### What to do
Report every line below that carries the word "rough".

### Material for this task
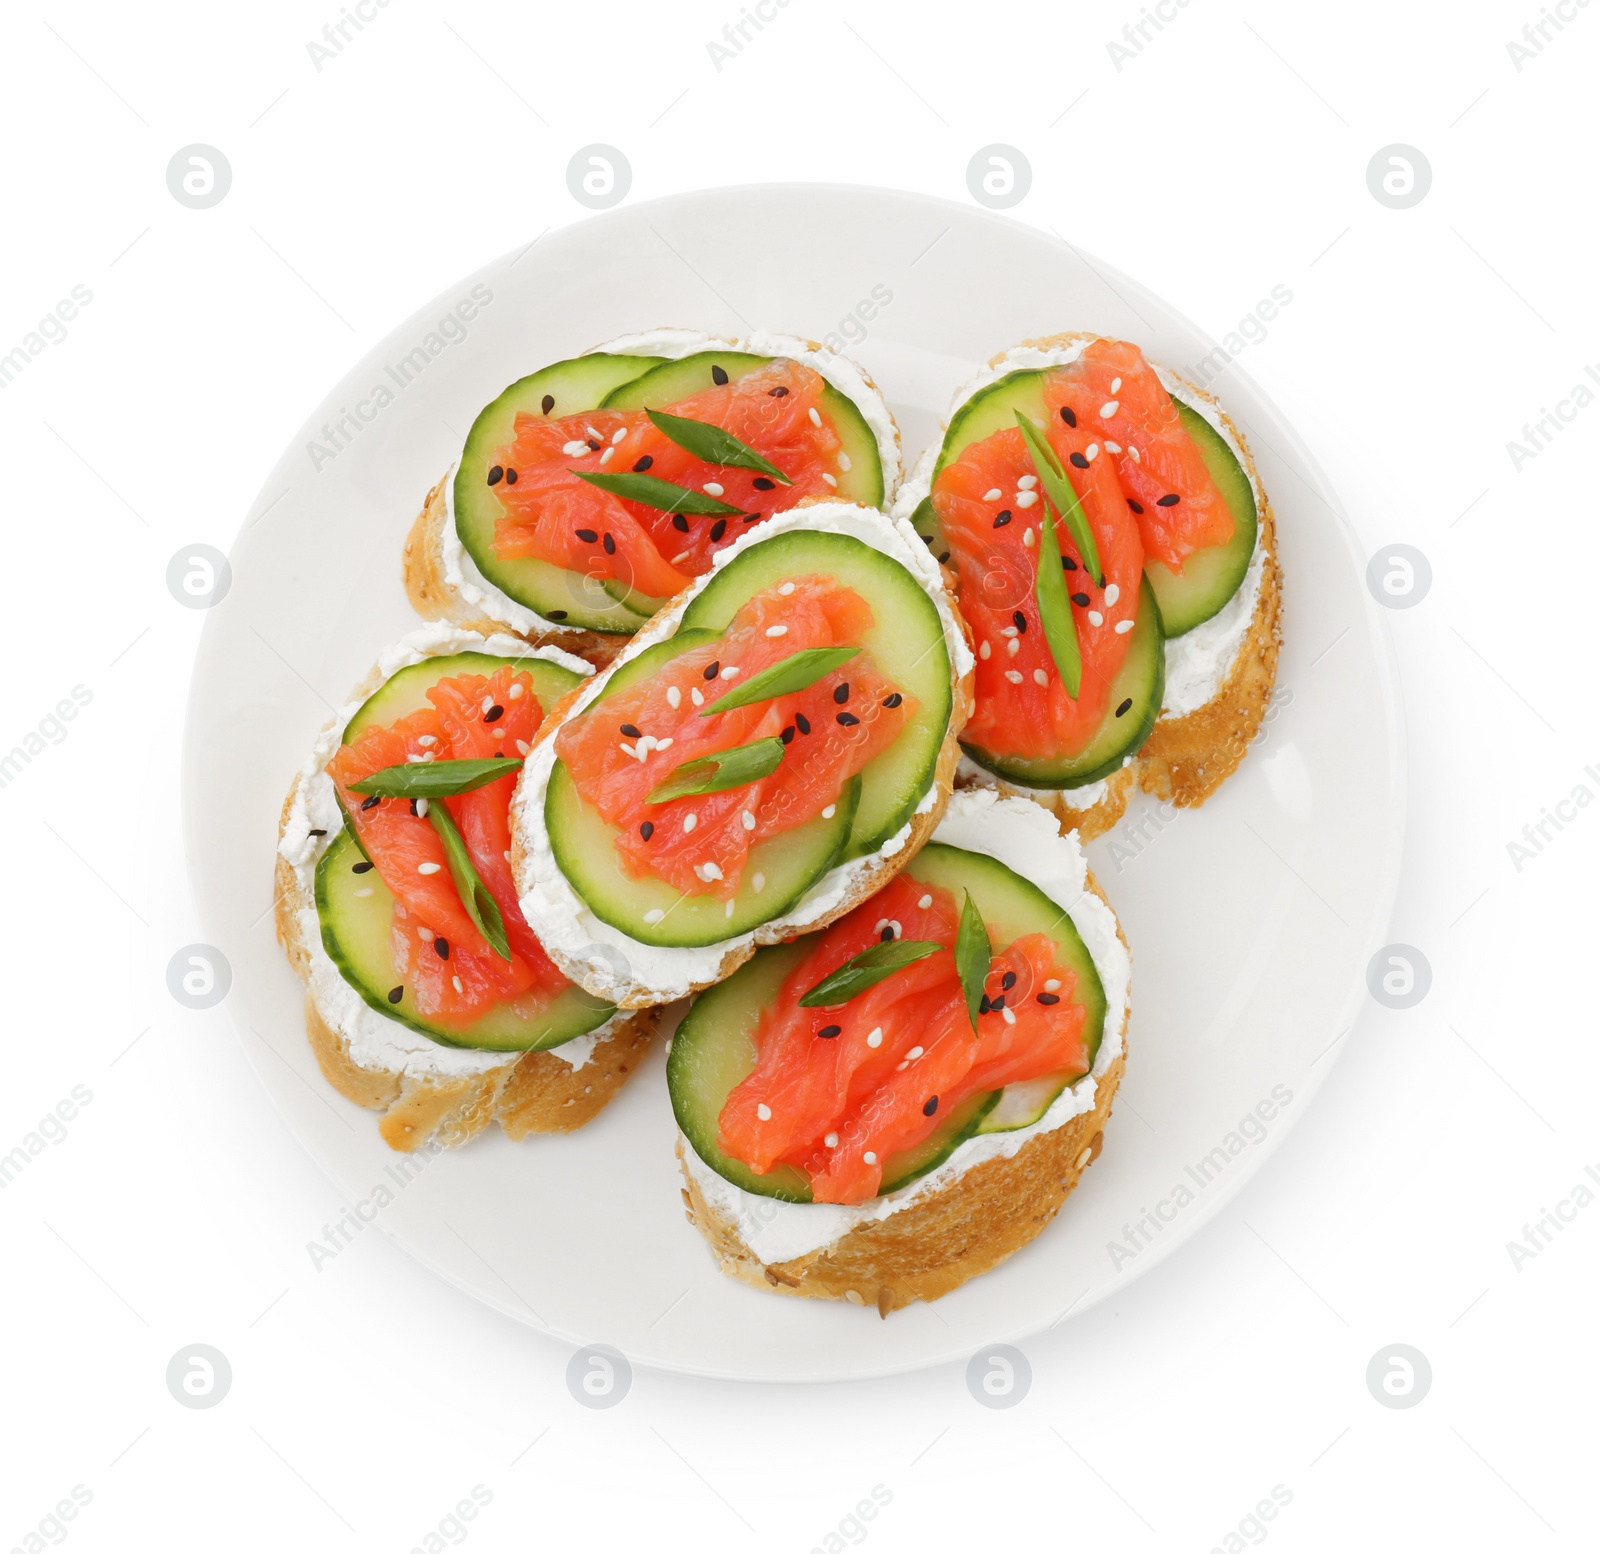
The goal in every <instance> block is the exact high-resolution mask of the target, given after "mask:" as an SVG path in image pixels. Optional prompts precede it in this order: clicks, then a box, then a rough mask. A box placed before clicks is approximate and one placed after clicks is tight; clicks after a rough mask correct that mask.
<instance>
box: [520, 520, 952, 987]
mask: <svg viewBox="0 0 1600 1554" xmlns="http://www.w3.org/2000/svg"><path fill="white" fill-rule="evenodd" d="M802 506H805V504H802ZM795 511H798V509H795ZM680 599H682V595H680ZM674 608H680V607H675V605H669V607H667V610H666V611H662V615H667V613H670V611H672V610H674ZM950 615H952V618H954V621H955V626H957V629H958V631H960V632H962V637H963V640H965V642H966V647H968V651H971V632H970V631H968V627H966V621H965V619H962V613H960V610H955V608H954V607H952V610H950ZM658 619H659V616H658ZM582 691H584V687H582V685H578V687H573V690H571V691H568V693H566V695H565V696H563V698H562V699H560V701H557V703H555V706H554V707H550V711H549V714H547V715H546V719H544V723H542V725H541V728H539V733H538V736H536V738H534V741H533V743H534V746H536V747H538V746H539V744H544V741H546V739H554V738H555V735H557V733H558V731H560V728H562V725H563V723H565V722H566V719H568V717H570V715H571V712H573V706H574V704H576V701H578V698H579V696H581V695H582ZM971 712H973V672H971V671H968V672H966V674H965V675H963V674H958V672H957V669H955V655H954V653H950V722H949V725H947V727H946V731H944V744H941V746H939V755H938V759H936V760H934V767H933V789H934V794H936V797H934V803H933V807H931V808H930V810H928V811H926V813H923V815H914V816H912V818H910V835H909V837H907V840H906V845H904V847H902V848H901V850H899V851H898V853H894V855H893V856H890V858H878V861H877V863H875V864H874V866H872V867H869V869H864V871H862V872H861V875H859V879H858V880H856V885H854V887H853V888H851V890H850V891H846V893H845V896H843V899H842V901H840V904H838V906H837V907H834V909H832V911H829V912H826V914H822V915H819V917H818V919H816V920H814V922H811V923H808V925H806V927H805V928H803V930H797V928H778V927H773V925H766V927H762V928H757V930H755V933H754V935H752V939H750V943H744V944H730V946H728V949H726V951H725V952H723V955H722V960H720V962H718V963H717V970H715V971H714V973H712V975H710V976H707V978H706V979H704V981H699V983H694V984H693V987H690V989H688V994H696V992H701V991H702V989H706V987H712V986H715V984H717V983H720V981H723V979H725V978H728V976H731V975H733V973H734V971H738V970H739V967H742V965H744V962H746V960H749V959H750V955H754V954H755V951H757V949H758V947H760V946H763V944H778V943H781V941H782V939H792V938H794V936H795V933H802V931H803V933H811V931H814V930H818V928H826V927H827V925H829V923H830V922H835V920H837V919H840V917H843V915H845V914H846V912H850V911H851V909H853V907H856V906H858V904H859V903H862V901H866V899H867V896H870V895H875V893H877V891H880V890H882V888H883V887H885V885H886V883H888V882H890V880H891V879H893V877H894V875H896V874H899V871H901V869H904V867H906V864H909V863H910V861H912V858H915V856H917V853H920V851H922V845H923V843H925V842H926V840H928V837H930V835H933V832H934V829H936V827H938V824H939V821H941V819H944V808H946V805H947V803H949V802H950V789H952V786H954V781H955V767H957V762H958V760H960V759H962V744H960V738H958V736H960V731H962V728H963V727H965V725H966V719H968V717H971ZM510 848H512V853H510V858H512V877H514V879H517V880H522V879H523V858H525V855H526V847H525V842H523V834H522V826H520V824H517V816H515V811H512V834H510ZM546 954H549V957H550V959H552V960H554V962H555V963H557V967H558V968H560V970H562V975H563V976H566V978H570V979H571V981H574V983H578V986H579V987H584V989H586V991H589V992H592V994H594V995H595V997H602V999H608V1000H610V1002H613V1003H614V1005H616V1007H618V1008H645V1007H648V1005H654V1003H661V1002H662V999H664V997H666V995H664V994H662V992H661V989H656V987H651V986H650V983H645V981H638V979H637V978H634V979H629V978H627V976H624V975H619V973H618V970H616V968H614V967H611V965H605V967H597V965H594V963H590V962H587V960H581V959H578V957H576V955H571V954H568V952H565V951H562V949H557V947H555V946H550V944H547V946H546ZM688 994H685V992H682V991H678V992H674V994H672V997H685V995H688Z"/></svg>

--

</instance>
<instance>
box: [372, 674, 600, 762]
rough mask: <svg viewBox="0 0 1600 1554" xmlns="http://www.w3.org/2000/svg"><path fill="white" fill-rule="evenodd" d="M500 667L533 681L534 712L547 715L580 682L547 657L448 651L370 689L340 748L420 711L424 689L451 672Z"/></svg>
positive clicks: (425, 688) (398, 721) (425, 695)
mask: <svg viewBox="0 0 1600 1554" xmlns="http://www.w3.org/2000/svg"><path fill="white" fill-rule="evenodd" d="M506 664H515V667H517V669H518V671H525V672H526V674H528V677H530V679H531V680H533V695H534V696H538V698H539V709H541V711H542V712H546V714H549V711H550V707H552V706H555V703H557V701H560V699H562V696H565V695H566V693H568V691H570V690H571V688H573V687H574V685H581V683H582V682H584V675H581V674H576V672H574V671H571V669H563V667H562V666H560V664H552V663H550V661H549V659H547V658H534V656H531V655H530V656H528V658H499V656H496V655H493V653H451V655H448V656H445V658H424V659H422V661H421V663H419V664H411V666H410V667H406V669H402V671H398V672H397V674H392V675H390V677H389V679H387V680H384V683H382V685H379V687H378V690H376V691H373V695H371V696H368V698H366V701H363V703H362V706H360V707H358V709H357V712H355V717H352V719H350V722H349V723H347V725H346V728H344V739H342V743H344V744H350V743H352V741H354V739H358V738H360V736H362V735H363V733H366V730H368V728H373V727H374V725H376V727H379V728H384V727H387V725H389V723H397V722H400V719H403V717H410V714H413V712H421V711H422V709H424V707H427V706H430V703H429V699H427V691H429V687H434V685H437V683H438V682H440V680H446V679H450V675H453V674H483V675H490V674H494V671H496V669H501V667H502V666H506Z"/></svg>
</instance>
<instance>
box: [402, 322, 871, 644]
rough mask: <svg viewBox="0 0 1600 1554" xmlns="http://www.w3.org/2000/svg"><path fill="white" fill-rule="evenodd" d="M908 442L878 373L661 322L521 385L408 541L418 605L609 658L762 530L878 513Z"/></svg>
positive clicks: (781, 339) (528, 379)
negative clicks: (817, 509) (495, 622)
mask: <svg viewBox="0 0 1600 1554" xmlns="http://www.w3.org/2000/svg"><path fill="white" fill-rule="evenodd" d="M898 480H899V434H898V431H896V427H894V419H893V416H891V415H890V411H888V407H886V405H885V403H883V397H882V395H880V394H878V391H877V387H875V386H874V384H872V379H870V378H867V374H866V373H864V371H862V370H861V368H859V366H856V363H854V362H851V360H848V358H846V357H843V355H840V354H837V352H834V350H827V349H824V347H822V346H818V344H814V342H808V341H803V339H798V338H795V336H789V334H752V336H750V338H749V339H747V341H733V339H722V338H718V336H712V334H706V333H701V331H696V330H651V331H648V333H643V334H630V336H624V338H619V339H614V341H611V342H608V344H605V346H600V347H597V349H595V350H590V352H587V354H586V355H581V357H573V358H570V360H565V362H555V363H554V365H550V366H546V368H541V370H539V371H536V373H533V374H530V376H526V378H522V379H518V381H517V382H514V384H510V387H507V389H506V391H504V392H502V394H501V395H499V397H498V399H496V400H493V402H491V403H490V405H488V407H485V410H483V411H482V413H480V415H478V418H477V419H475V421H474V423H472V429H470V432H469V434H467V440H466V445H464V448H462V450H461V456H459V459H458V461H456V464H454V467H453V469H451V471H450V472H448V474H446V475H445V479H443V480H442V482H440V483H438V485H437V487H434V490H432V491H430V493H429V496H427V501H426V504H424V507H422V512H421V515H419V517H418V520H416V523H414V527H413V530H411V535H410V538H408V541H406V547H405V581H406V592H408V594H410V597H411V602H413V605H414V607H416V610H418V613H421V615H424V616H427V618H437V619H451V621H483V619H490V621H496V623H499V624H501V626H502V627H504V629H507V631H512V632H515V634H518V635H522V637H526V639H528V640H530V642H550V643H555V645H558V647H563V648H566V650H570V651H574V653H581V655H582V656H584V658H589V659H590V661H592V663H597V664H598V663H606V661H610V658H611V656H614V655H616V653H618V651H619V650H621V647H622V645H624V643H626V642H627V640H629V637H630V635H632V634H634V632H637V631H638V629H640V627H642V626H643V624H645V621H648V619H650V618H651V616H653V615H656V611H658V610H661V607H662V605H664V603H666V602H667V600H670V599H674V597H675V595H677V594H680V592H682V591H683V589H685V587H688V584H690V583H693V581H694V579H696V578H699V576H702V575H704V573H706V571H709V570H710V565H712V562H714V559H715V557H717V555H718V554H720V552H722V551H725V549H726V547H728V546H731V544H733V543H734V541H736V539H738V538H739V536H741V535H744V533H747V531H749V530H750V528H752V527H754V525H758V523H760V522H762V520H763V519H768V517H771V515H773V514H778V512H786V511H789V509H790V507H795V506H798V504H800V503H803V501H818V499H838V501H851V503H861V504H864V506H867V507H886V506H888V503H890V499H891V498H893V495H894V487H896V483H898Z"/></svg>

### Solution to this problem
The goal in every <instance> block is the exact high-resolution mask of the target, given after "mask:" as an SVG path in image pixels. Optional prompts precede it in this order: clicks, then a box, then a rough mask. A box placed before clicks is approximate and one placed after clicks is tight; clicks after a rough mask correct that mask.
rough mask: <svg viewBox="0 0 1600 1554" xmlns="http://www.w3.org/2000/svg"><path fill="white" fill-rule="evenodd" d="M500 667L533 681L534 712L547 715L580 682L547 657L448 651L370 689L340 748L420 711L424 689L451 672Z"/></svg>
rough mask: <svg viewBox="0 0 1600 1554" xmlns="http://www.w3.org/2000/svg"><path fill="white" fill-rule="evenodd" d="M908 442L878 373L661 322L521 385L408 541L418 605L609 658L762 530L878 513Z"/></svg>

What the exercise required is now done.